#### Short task 1:
In the rating systems survey below, how many years would it take to produce a list of the top players among 10,000 players in its simple example?

#### Source excerpt:
---+---

A Survey of Rating Systems
5 key words: ratings, tournaments, rankings, sports, competition Mathematics used: Algebra, Graph Theory Mathematical Difficulty: Low Area of Application: Competitive Rankings Application Area Difficulty: Low I. Introduction Since the beginning of competition, there has been a need to determine who the best players and teams are. This determination is important for everything from seeding tournaments, choosing draft order, and even how to set the odds for gambling on an event. This is simple enough in a small scale system, where each player can realistically play every other player, but when the system becomes much larger, say, to a national or even international level, the task will rely on more indirect comparisons to determine where a particular player falls compared to the rest. A simple example of this would be supposing a group of 10,000 players of some arbitrary individual sport. Supposing that each player plays a new opponent every game and plays 5 games per week for 50 weeks a year, it would take 40 years to generate a list of the top players. These computations are even more complicated in sports such as soccer and chess, where there are frequently draws, and no winner can be declared. The aim of this paper is to give an overview of why rating systems are needed, how some ranking systems work and have historically worked, briefly compare these ranking systems, and look at when a newcomer enters into a field of already ranked players. Finally, a graphical model for using these ranking systems will be given.
II. Why Ranking Systems are Needed The first question that must be addressed when dealing with any rating system is why it is needed. In order to provide a system where roughly equitable pairings can be used, we need to know the strengths of all of the players. If these players have never played each other and there is no chain of games between players that connects these players, traditionally, they would be “incomparable” (Slutzki and Volij 2005:257). When these players have never played each other before, we need to know some indirect method of assessing how to place the players. Suppose we have eight players who have never played any matches amongst themselves. We are going to play two round robins of four players each. We want the pairings to be as fair as possible. If players A, B, C, and D are all about the same strength, and players E, F, G, and H are all about the same, but much worse than A, B, C, and D, it is clear how to set up the tournaments. However, since we do not know the relative strengths until matches are played, it would be easy to make an inequitable tournament.

---+---

#### Records from a data source:
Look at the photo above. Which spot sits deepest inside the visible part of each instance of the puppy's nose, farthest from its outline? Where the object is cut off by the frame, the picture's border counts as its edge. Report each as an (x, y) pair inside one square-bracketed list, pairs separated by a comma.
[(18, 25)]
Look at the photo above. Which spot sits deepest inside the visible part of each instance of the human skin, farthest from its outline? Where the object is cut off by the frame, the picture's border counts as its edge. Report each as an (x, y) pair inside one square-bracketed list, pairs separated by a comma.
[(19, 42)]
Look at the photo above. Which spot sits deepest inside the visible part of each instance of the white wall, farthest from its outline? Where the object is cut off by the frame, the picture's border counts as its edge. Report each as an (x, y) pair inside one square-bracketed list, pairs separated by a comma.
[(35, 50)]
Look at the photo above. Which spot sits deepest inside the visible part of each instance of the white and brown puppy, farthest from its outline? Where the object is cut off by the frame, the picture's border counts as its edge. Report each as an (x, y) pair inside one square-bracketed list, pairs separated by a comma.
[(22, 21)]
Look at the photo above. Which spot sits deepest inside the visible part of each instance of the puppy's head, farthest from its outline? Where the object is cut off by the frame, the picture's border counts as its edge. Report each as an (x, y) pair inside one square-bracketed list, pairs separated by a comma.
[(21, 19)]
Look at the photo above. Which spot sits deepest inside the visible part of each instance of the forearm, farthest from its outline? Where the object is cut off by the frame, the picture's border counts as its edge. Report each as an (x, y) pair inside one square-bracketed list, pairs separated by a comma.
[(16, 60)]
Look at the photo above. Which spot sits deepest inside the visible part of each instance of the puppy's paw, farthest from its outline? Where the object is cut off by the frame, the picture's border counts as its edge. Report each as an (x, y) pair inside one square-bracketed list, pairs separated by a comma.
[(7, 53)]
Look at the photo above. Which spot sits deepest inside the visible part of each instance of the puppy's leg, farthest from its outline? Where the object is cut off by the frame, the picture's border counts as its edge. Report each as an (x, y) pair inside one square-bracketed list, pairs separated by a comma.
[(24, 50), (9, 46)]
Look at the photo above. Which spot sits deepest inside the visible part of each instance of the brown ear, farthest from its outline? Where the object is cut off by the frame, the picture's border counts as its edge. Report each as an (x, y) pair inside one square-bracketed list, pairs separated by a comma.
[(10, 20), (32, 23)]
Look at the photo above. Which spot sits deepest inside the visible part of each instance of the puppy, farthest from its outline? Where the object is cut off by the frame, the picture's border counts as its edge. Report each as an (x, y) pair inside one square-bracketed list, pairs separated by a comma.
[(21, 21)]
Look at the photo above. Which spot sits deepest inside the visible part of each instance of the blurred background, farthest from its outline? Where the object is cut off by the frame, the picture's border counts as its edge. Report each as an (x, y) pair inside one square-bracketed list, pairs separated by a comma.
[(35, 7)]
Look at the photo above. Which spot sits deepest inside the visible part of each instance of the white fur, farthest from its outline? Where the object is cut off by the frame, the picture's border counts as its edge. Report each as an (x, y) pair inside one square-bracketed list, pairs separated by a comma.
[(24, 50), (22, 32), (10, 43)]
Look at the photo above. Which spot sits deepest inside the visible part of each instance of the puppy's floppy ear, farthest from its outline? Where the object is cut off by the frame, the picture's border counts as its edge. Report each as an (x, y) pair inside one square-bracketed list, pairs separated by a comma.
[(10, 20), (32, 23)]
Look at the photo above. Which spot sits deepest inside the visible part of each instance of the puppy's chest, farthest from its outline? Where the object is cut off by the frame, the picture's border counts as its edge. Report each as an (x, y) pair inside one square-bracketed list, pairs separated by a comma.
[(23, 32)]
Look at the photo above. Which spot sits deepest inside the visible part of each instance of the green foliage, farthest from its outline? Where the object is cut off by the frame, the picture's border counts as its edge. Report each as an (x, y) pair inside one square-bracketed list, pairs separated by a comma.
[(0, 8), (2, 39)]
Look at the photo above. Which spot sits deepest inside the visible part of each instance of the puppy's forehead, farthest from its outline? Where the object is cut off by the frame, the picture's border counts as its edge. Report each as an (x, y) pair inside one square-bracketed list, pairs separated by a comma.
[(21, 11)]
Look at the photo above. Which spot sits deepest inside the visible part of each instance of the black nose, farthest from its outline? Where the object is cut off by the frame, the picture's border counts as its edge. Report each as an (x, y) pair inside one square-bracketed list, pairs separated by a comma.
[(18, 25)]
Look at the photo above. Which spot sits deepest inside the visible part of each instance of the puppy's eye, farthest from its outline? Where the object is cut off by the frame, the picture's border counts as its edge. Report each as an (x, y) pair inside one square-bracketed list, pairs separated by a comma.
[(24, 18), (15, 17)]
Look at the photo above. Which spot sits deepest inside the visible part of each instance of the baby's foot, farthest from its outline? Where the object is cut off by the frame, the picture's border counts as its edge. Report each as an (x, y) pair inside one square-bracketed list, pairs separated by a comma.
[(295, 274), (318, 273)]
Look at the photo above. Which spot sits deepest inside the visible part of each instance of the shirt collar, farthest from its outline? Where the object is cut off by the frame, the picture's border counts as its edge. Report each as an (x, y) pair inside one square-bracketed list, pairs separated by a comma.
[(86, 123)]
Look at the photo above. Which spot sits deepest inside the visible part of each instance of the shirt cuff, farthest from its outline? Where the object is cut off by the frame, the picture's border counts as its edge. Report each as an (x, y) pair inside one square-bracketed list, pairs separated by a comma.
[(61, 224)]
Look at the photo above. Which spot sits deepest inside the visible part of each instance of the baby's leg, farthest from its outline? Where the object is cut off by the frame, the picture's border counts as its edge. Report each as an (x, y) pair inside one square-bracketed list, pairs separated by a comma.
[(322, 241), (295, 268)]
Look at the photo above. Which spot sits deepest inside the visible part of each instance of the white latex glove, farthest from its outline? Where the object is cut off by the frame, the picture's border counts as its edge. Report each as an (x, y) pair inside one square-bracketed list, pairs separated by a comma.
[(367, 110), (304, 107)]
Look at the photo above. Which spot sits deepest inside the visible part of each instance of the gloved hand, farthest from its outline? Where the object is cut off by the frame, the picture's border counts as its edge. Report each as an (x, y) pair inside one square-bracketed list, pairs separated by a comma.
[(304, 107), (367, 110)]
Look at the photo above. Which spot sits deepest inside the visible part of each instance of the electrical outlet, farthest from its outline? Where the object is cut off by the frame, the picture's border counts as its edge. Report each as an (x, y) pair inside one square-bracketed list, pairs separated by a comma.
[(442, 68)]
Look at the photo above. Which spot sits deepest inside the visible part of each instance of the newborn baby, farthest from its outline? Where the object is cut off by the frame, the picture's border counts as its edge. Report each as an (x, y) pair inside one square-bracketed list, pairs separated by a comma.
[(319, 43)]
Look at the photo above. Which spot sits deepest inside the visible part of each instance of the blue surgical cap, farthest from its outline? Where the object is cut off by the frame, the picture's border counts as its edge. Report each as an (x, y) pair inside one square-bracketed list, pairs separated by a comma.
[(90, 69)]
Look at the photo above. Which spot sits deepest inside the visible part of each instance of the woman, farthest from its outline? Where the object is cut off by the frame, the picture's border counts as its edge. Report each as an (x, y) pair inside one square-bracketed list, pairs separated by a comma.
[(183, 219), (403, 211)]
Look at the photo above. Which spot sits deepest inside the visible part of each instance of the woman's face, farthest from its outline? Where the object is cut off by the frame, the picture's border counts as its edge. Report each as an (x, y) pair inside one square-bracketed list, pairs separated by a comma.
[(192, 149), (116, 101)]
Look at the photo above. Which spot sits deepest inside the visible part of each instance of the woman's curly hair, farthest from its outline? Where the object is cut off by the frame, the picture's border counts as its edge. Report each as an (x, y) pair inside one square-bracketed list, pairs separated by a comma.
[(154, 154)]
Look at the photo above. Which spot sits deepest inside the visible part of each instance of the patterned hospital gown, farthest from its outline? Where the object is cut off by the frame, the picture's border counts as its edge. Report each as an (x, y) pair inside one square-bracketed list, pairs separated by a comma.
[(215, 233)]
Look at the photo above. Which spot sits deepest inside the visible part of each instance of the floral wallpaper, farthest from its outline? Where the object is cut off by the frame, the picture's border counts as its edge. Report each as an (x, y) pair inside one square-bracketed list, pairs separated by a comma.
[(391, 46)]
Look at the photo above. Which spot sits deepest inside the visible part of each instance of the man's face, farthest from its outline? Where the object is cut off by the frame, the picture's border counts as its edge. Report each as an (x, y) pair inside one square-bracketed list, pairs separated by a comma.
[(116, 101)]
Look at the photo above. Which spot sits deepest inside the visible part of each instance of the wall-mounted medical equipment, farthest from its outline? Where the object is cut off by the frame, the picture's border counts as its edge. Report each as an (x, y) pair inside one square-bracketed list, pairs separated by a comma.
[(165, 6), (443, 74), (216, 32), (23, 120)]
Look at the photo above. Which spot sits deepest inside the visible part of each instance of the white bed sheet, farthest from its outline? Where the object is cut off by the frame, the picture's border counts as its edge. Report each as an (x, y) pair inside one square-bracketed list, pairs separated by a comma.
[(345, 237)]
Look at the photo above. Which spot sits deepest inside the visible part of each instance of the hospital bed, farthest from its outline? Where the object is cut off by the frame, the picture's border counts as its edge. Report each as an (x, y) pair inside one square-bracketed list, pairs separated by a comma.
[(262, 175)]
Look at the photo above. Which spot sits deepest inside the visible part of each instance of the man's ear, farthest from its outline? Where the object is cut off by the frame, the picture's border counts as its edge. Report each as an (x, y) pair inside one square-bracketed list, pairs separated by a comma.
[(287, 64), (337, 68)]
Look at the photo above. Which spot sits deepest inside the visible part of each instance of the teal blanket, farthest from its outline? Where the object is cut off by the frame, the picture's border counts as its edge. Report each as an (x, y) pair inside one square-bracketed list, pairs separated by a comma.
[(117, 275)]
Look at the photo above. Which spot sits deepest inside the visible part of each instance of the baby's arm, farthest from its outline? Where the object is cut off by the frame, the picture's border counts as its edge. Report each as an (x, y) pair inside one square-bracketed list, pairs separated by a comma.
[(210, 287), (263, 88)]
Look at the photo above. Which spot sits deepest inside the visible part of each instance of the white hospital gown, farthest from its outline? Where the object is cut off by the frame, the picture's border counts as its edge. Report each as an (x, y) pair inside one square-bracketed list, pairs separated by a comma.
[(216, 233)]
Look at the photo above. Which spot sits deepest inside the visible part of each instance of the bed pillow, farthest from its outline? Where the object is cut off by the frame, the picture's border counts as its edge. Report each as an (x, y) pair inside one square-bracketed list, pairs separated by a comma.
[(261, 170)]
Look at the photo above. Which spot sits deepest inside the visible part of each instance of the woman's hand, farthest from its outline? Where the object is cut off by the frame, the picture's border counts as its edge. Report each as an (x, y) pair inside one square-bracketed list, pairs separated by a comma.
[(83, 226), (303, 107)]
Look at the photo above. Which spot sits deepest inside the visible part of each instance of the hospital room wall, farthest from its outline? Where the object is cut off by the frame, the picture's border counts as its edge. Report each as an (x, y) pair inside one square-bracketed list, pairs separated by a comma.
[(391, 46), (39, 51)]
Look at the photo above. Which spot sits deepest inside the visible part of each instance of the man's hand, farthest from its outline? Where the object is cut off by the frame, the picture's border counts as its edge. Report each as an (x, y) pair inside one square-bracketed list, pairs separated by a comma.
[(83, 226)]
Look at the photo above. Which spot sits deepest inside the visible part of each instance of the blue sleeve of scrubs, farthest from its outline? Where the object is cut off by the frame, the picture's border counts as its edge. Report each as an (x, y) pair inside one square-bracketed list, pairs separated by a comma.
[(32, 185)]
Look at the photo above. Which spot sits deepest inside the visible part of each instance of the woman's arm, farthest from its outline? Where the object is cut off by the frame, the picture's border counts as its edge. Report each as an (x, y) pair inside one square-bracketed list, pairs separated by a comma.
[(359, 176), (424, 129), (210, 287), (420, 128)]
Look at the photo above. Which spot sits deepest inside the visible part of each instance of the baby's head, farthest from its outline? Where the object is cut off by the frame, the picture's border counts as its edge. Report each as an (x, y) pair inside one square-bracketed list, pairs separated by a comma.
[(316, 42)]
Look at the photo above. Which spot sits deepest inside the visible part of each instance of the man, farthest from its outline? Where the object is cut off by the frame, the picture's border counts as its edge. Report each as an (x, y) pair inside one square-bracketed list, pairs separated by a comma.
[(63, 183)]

---+---

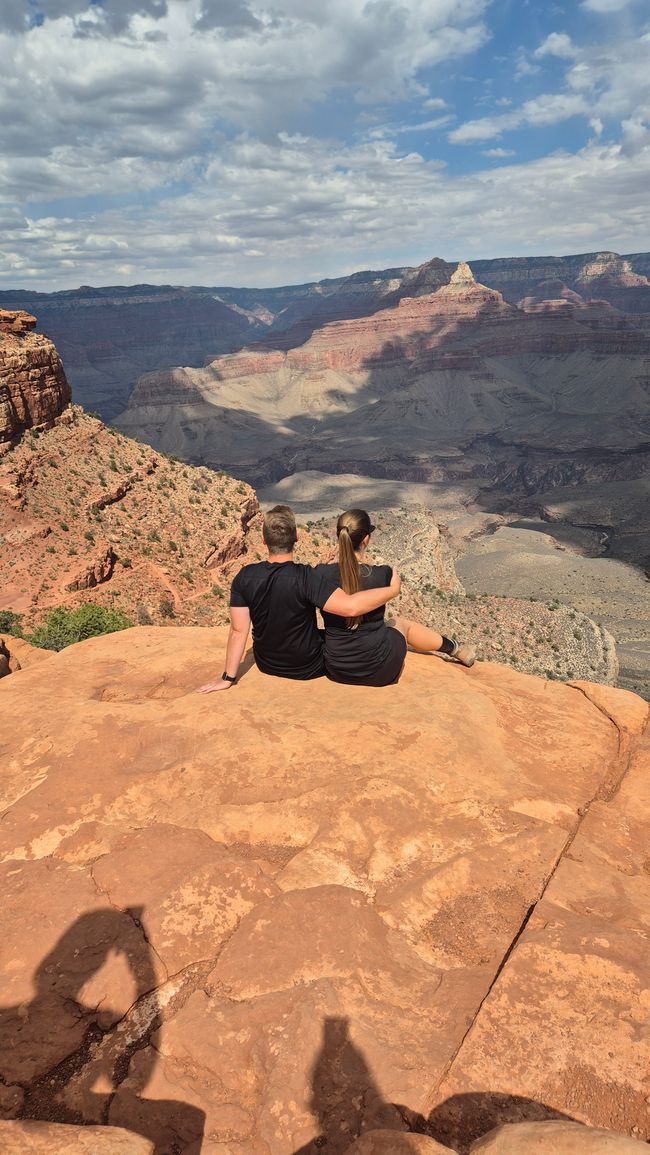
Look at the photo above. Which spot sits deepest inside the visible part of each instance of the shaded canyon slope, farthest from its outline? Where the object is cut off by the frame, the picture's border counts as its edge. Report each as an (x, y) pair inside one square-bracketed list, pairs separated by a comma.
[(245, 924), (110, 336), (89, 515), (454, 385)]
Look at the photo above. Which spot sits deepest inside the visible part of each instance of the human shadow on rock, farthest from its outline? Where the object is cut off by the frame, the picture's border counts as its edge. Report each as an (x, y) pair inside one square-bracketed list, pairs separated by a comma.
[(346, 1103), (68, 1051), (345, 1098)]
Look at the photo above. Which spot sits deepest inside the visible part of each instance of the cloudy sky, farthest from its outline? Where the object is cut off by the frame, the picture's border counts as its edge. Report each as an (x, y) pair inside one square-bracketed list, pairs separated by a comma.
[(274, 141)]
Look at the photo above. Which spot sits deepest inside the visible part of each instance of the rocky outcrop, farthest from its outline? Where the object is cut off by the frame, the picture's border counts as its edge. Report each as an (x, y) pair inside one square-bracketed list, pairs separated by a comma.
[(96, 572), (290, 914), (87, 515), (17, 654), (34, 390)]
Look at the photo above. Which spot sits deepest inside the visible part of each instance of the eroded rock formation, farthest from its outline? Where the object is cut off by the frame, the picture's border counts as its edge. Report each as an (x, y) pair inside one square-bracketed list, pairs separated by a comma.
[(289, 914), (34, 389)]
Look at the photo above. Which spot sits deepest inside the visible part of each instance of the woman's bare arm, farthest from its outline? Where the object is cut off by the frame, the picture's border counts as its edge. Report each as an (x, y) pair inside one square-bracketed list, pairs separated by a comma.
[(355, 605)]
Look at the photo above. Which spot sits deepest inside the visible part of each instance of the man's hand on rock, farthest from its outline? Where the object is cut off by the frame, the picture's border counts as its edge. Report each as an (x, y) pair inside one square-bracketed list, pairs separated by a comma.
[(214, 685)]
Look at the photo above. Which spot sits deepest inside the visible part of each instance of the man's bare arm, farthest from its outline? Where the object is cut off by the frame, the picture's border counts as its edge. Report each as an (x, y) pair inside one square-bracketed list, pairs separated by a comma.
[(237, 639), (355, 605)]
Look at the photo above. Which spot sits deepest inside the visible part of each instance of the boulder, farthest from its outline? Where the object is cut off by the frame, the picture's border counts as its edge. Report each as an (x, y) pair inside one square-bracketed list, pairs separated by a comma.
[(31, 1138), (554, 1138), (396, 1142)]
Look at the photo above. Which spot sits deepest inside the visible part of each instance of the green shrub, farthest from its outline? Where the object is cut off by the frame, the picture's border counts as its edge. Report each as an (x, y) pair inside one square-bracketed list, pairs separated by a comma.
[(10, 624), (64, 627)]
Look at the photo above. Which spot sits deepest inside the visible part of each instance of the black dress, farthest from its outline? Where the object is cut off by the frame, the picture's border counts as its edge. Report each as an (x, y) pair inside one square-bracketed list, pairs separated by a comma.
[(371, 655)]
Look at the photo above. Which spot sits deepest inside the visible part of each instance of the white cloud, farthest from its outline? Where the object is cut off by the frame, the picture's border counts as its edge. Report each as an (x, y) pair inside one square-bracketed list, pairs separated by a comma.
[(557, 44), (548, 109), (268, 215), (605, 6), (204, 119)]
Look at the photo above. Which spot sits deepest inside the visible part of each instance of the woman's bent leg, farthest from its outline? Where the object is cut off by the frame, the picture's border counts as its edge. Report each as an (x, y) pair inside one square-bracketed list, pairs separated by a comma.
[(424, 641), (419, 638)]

---+---

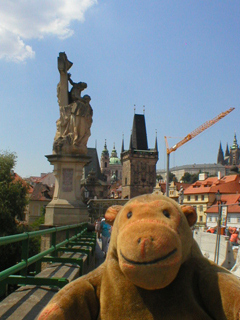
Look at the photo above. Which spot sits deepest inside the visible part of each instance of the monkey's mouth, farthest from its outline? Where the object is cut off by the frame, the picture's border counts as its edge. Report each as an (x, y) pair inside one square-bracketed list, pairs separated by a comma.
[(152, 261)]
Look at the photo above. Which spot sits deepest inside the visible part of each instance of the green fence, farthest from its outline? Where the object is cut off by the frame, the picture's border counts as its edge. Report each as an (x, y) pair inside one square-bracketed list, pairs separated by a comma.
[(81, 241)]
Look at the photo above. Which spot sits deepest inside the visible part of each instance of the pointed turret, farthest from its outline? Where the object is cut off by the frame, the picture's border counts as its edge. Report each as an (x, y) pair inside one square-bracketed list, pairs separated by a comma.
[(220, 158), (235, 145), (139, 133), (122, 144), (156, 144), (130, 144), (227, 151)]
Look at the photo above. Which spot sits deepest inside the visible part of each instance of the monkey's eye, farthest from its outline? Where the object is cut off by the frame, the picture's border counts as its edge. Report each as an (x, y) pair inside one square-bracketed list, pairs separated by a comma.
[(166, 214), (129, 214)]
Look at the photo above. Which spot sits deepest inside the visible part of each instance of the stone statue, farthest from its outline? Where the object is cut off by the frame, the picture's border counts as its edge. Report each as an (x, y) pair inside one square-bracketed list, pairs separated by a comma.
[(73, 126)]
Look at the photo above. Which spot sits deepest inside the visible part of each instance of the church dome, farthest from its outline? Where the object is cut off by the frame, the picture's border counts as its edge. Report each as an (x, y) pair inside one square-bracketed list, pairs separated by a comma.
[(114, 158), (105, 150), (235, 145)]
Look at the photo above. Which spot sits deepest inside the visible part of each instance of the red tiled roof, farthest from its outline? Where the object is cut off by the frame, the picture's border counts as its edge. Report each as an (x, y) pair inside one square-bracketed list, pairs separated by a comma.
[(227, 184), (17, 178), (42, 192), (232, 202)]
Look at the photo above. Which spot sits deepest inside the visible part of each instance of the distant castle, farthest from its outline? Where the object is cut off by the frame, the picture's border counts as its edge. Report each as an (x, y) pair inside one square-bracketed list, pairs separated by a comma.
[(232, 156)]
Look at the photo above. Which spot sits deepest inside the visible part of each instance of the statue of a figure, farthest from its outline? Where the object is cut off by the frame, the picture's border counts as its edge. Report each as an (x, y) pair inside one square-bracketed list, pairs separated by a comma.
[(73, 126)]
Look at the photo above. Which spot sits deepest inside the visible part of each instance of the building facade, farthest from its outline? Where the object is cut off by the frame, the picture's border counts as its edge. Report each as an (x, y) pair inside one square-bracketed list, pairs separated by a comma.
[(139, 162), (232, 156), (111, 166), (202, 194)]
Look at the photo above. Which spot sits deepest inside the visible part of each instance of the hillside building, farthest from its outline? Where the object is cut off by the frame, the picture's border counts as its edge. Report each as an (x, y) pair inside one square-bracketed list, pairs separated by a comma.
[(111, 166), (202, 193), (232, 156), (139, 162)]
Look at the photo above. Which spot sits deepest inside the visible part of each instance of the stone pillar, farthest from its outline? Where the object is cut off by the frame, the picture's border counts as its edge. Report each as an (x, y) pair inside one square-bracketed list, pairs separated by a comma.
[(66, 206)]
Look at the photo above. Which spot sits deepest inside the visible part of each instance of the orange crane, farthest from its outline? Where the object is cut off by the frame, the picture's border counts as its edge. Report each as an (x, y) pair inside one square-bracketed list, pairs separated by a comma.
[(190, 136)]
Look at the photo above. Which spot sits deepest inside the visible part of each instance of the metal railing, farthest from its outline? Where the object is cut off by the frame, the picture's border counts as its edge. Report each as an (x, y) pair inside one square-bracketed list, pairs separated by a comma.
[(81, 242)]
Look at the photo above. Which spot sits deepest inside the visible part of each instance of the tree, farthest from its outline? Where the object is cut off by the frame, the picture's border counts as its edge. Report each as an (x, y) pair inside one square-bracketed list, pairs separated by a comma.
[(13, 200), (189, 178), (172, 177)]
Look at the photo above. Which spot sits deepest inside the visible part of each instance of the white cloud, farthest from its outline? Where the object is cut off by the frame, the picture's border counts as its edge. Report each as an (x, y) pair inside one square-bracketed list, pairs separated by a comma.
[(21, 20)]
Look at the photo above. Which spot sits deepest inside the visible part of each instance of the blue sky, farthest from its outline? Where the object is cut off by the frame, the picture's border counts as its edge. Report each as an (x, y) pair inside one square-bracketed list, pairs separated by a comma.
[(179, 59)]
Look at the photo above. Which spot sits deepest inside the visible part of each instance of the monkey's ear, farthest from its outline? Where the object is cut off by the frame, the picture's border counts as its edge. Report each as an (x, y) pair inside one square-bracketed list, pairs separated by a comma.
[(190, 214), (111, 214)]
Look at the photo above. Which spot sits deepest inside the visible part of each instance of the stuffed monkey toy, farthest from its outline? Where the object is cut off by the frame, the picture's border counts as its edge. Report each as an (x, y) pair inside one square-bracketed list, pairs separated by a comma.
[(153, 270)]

---+---

#### Short task 2:
In the listing, swap "wall" for "ceiling" in the lines beginning at the one that has "the hospital room" and ending after the one that has "[(391, 46), (39, 51)]". Return only those lines, with everything else unchanged.

#### Response 1:
40 years.

#### Response 2:
Look at the photo above. Which spot sits deepest inside the visible part of each instance of the hospital room ceiling, farthest from its outline? Where the object is cut off by the frame, the picture's border counts as its edge. Report each as an (x, y) pair inside one square-bracketed list, pairs separated by a comma.
[(391, 46), (39, 51)]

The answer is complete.